§ TASK BRIEF
Please repeat the stretch of items from the very beginning through the line containing "257 360 421 378", word for word.

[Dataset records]
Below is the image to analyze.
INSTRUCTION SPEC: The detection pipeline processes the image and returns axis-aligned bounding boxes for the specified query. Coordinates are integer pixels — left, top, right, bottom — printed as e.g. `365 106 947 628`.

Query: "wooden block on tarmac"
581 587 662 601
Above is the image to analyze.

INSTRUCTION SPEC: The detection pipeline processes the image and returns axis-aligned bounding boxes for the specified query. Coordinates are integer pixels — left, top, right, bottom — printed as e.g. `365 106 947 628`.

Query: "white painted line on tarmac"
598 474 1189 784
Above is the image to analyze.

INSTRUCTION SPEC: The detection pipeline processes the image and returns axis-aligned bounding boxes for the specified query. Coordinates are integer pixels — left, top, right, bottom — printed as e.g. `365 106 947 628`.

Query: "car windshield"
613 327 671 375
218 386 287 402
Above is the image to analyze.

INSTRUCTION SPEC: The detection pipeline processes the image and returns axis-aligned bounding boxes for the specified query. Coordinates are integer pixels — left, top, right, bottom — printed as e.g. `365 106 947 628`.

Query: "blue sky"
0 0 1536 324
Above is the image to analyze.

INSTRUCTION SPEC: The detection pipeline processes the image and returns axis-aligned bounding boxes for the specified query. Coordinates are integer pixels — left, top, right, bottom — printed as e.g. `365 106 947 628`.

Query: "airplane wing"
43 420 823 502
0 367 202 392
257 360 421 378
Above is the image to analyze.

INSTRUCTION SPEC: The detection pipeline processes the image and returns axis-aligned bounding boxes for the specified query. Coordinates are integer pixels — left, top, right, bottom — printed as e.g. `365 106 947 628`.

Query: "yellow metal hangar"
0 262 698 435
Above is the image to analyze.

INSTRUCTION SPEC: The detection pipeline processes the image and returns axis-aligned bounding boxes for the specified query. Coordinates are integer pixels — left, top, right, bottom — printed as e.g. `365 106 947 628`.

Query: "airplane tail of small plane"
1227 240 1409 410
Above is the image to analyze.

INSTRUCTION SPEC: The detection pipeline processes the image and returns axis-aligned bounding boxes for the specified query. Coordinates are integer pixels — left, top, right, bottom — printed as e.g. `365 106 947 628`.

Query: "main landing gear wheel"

§ WRITTEN RESPONSE
Below is the image to analyze.
INSTRUCTION SPEC: The detection pipeline processes the image and returns axis-aligned bounding boxes for the specified query. Coordinates are integer pixels — left, top, right, bottom — printed as e.g. `365 106 947 628`.

Query: "wooden block on tarmac"
581 587 662 601
Above is the image to analyze.

INSTRUCTION SPEC: The detection pipeline processes the image and returns axis-aligned bounding boxes for the specified query. Coordinates are integer pixels — left, top, right, bottom — printed as e.g. `365 106 947 628`.

Query: "white painted line on tarmac"
598 474 1189 784
Above is the image to analyze.

INSTRUCTION SPEC: The detection pipeline processes the image and returns axis-aligned bounding boxes for the specified query. Coordinates are integer pixels — left, top, right, bottom — printed as e.g. `365 106 947 628`.

Query: "car windshield"
613 327 671 375
218 386 287 402
Above is the image to analyze.

INSTRUCTION SPEC: The detection pipeline processes the image and returns axis-aligned bounding boxes for the specified query. Coordinates are integer pixels — left, top, right, bottom — printed as e.g. `365 106 947 628`.

Query: "blue sky"
0 0 1536 324
Above is the image to analyze.

INSTRUCTION SPEC: The detection pipeline processes the image and returns axis-aligned bounding boxes for the specified query. Coordinates are integer pixels — left, top, right, bottom — printed as e.g. `365 106 947 628`.

Query: "airplane wing"
43 420 823 502
0 367 202 392
257 360 421 378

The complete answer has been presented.